Problem requirements | In the records below, begin at the line that has "indicate the spread" and stop after the line that has "Target: spread wing"; quote those lines verbatim and nothing more.
Source data START
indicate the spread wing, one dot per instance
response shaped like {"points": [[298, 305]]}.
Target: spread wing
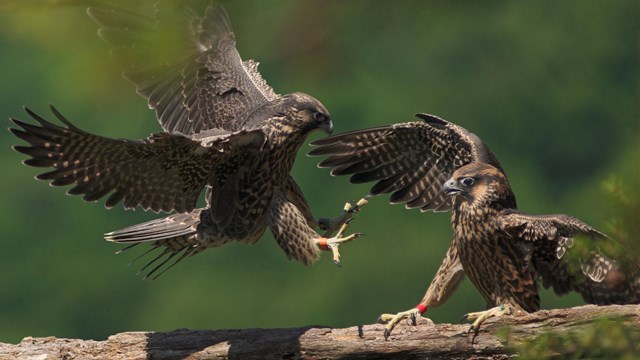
Source data END
Source data START
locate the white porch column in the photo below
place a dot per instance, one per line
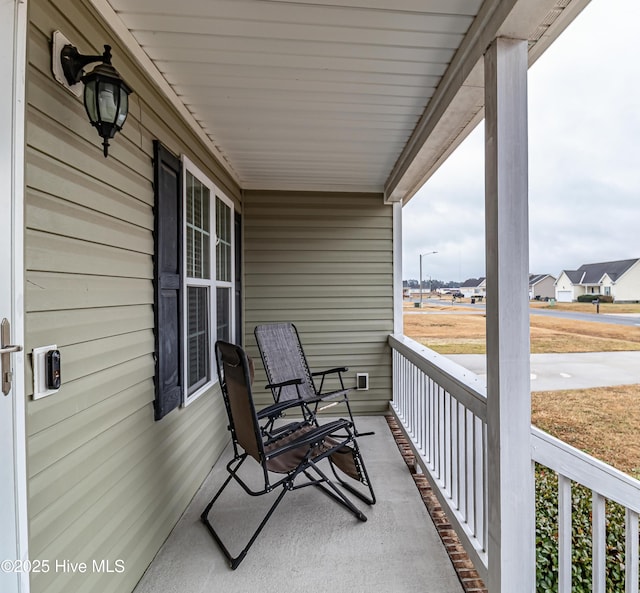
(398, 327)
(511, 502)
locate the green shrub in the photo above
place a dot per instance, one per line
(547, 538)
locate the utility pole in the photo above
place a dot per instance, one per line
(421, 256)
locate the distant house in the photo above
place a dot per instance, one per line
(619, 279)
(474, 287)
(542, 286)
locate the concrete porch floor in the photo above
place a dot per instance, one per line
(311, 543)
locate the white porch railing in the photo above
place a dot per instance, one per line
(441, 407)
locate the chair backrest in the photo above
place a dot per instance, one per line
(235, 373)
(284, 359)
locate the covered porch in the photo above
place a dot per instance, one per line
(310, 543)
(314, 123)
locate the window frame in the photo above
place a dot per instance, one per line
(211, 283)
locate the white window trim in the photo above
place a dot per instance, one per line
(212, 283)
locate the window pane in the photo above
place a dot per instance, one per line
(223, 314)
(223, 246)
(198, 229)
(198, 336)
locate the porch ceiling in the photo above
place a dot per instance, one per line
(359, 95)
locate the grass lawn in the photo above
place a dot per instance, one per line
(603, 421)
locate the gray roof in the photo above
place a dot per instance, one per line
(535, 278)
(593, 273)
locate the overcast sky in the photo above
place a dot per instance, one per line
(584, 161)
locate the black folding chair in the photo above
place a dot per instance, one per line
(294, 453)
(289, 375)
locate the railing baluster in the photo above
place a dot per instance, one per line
Source data END
Your response |
indicate the spread wing, one dot per instance
response shaped like {"points": [[298, 305]]}.
Target: spread wing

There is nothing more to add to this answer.